## [Exercise details]
Gather every line of the listing below that contains the string "brown", and copy each such line in full.

## [Raw records]
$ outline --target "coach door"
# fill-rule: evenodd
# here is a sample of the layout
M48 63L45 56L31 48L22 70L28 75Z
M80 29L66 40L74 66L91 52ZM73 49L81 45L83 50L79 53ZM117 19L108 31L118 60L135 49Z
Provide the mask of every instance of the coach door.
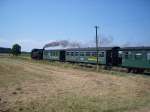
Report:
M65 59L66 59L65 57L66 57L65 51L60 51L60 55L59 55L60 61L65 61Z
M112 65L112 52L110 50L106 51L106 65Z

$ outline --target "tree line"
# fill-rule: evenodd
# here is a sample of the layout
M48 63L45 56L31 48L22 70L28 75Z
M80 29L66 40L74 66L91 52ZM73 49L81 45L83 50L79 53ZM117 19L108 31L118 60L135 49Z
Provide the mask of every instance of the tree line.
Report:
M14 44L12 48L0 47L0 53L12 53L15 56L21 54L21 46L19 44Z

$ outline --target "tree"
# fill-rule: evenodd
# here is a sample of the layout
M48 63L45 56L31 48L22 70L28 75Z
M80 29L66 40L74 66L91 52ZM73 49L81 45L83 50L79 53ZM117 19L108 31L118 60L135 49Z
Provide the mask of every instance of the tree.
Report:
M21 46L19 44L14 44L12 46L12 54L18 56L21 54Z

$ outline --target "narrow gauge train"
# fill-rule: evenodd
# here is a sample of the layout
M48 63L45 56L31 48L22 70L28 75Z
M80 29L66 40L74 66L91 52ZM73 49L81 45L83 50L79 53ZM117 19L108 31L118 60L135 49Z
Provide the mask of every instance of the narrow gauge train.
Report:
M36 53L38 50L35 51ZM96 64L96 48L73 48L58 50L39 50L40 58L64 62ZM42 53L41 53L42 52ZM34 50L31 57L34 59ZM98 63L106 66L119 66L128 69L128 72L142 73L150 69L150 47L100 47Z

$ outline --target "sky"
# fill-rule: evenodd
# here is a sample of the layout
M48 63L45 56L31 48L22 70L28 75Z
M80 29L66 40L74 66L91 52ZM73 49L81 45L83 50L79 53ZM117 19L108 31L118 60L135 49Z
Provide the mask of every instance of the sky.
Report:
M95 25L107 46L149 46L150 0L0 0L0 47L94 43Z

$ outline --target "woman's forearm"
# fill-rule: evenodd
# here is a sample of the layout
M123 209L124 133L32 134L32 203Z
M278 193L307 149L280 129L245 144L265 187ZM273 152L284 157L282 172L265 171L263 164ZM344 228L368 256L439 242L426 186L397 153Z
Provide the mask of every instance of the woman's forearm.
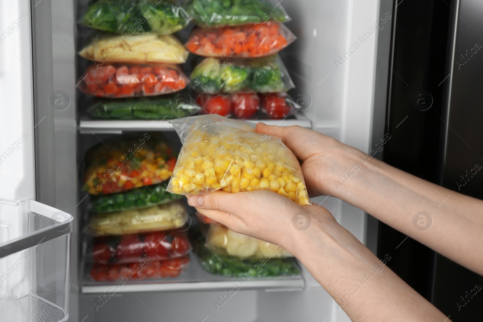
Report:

---

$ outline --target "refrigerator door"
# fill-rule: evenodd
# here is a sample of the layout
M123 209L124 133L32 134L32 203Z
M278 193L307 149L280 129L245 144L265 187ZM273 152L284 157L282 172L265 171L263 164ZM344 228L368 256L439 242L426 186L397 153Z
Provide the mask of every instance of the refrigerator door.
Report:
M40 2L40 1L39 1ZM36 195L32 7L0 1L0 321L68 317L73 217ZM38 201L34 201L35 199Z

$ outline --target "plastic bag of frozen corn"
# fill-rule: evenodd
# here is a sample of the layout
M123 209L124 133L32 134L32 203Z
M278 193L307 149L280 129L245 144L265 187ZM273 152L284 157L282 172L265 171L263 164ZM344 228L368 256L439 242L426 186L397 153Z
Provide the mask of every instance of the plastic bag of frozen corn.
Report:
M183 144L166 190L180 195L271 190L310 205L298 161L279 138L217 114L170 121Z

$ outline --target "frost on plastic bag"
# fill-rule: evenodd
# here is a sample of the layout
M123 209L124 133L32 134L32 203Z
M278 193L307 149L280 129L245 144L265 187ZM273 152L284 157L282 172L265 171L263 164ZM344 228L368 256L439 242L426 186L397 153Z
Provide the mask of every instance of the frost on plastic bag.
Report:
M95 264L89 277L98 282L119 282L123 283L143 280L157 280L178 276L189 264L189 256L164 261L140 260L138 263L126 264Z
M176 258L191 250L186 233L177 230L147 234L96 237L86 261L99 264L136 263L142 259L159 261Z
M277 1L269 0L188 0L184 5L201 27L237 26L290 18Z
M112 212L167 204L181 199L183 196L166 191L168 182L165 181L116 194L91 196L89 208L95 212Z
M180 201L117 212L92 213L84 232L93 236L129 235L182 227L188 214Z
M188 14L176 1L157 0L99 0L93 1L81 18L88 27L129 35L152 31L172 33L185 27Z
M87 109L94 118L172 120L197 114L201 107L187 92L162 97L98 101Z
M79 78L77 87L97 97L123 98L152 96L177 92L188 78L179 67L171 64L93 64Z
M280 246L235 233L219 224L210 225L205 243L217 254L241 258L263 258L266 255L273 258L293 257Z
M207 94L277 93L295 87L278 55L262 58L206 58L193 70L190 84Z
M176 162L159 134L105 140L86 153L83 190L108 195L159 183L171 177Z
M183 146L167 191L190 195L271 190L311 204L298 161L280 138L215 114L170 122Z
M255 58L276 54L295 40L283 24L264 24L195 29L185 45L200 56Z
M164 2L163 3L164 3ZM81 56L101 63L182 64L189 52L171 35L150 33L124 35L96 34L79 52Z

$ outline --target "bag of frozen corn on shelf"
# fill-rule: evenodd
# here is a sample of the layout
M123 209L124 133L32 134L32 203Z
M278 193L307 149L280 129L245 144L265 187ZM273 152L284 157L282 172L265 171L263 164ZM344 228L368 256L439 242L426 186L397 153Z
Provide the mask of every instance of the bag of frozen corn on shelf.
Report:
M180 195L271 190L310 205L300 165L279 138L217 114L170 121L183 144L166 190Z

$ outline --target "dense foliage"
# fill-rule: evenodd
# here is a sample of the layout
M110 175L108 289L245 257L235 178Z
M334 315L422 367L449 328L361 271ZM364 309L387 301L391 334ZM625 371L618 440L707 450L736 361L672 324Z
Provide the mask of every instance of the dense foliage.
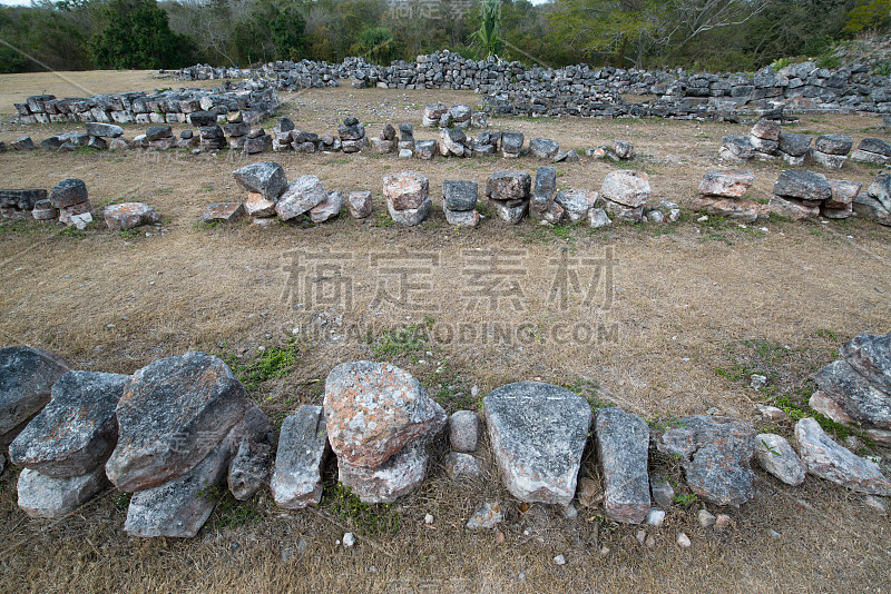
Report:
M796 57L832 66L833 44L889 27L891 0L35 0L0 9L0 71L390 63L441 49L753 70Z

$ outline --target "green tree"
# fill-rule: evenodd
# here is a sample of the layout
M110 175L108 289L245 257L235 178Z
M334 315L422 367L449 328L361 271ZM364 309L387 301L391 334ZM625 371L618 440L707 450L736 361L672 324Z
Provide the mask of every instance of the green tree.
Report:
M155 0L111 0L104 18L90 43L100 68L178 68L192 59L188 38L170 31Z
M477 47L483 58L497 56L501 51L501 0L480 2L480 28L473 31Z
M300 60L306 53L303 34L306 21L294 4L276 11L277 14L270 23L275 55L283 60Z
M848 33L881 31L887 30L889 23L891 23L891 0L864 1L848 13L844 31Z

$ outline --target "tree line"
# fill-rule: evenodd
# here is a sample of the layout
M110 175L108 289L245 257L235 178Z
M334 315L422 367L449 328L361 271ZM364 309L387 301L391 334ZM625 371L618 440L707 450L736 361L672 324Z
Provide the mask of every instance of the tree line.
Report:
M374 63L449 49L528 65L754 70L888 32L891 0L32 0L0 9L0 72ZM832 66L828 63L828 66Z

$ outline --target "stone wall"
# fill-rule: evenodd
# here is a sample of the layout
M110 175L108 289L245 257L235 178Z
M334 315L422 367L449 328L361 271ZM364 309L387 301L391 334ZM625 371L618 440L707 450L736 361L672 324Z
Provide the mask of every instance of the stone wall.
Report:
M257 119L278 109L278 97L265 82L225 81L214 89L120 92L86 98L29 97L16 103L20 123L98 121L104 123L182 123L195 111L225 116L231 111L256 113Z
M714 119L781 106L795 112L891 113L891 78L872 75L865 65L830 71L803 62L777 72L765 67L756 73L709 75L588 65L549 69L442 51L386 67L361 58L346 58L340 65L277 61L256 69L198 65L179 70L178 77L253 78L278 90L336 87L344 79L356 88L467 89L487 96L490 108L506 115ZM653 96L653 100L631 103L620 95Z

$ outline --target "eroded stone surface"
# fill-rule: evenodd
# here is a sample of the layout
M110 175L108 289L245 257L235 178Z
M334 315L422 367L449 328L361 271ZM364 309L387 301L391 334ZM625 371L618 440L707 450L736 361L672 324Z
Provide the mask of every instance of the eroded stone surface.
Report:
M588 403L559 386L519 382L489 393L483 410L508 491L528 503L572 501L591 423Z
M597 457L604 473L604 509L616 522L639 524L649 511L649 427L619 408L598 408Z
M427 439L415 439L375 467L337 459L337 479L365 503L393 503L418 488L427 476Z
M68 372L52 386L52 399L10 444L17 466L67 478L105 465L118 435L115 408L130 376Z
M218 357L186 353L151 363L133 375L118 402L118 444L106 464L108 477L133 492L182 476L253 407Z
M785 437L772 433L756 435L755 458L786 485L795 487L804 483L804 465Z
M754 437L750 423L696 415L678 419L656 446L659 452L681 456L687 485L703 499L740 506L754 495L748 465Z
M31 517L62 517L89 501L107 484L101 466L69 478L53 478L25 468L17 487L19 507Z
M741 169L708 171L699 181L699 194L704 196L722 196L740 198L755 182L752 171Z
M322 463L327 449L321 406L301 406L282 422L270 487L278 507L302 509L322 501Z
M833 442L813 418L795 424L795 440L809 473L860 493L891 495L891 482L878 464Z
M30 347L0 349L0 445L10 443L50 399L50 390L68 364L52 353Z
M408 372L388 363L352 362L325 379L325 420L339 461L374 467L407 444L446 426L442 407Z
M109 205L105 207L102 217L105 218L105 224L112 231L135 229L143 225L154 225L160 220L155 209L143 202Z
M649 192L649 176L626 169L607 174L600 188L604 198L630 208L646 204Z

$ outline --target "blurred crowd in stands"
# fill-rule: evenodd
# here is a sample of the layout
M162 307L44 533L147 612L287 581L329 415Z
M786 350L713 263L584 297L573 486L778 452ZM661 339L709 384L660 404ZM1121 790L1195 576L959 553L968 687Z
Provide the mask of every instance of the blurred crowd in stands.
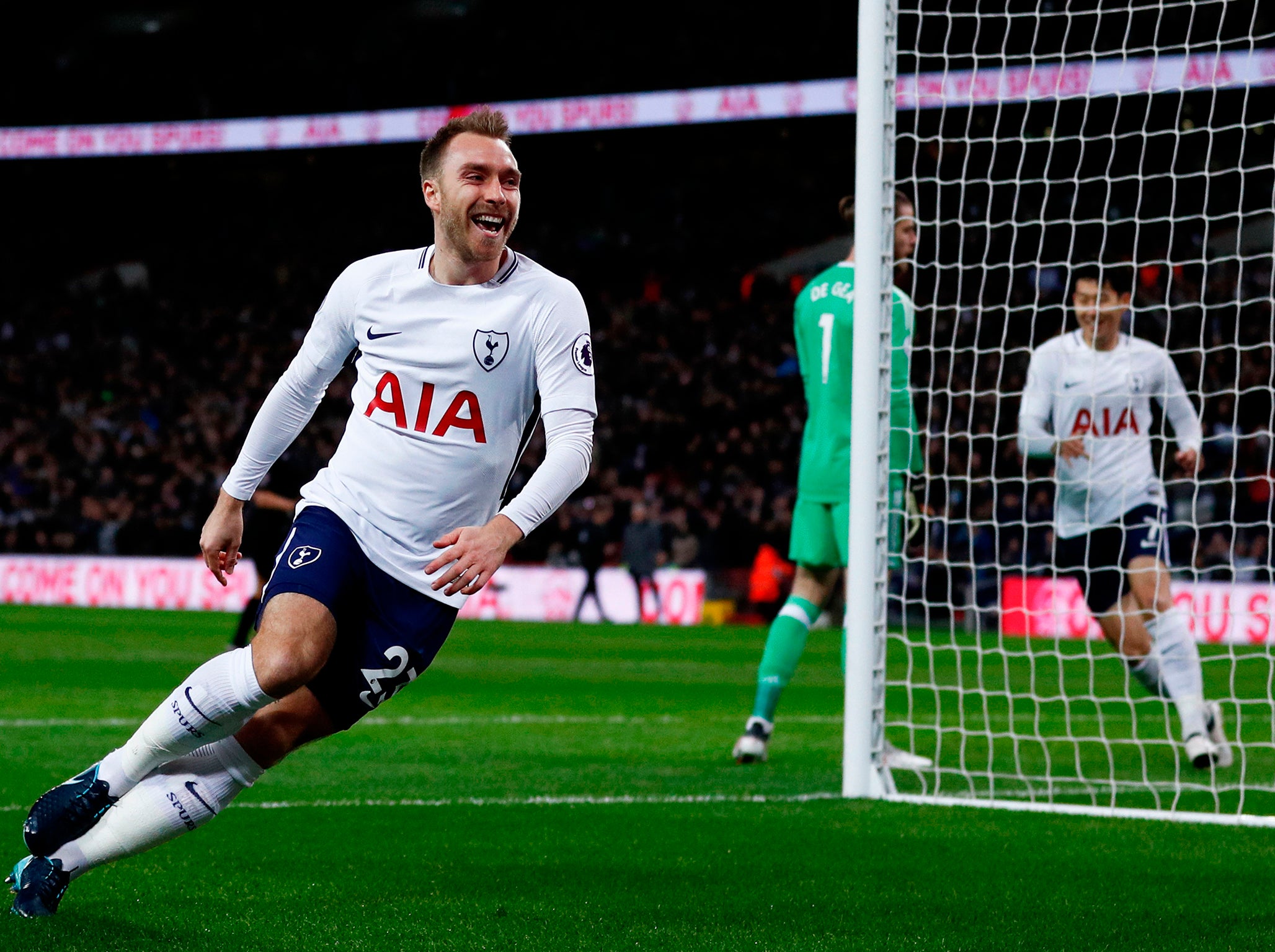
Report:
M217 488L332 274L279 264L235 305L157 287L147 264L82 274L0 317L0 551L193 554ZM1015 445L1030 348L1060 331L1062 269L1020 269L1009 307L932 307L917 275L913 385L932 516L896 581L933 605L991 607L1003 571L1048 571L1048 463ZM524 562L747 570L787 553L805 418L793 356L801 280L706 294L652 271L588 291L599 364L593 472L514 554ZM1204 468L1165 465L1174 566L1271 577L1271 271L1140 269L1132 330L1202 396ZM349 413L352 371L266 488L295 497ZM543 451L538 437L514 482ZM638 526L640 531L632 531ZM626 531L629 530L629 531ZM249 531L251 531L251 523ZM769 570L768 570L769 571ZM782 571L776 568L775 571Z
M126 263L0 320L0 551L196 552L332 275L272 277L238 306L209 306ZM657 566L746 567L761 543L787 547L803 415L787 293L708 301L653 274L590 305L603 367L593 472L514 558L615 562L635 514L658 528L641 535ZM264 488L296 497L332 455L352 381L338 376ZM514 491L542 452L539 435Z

...

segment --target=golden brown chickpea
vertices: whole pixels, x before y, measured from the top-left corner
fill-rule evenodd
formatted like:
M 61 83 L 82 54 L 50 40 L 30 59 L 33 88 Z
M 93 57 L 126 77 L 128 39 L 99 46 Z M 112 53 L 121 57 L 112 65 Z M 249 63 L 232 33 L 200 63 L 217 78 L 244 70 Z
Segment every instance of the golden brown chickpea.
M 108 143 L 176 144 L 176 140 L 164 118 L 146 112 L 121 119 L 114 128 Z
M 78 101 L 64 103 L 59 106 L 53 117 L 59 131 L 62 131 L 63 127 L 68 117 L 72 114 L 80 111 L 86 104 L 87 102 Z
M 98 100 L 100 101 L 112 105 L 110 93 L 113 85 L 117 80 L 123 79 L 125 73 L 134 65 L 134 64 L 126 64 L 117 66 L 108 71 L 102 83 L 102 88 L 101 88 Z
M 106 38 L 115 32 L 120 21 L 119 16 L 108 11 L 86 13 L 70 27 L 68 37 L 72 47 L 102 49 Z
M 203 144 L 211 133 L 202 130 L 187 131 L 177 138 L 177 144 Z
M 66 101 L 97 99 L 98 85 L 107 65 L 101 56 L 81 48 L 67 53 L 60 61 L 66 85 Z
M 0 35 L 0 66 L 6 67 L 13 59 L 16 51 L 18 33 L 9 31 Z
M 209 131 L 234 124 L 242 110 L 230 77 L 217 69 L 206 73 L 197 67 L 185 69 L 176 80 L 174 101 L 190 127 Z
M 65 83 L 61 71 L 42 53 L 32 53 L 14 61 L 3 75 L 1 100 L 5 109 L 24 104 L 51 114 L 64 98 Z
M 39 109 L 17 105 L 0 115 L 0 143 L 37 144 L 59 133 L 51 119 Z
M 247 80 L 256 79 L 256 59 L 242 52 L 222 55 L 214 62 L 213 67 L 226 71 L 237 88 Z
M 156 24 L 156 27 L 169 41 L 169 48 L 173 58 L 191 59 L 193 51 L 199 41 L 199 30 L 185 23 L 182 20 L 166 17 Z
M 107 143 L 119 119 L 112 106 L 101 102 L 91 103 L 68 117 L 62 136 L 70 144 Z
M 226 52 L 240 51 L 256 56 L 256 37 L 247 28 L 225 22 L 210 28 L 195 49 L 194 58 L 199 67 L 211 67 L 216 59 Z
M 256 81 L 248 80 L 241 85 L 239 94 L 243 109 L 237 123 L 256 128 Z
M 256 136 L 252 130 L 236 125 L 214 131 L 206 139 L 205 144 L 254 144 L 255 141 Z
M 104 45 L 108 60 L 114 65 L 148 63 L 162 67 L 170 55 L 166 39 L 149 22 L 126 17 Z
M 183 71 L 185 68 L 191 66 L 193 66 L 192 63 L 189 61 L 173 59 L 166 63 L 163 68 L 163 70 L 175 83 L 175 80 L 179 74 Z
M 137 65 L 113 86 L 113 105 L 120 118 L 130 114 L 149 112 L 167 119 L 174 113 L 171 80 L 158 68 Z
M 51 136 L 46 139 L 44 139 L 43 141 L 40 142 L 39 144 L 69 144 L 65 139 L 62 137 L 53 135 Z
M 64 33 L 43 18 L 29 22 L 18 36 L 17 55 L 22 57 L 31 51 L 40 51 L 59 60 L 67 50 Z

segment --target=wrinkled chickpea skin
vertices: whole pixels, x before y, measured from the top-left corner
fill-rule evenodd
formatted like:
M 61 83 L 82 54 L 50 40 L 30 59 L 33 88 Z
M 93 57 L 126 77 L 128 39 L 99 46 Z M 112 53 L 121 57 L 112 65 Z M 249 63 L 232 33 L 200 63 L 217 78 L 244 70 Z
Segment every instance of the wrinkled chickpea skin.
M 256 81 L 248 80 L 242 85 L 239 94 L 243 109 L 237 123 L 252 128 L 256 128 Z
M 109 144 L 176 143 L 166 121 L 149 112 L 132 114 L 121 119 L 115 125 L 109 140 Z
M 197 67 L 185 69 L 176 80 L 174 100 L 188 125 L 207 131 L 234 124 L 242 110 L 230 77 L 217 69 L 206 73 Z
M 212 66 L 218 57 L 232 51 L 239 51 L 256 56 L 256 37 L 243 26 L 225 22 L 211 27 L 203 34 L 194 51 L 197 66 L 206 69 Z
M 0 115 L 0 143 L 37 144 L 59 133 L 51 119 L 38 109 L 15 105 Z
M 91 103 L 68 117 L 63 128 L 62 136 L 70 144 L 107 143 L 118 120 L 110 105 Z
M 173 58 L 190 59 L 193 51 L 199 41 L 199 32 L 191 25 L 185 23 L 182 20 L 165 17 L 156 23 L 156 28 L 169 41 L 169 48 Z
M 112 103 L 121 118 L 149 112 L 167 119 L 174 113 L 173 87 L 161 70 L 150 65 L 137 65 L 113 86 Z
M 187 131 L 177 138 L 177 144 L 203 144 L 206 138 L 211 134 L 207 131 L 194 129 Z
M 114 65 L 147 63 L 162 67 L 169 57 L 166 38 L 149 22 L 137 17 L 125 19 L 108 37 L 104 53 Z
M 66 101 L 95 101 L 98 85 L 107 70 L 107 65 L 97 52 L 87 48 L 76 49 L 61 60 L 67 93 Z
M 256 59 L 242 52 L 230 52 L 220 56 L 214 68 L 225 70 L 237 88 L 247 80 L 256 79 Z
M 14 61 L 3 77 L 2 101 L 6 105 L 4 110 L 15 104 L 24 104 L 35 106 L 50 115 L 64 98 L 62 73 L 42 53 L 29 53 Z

## [Response]
segment --target=golden brown chickpea
Segment every instance of the golden brown chickpea.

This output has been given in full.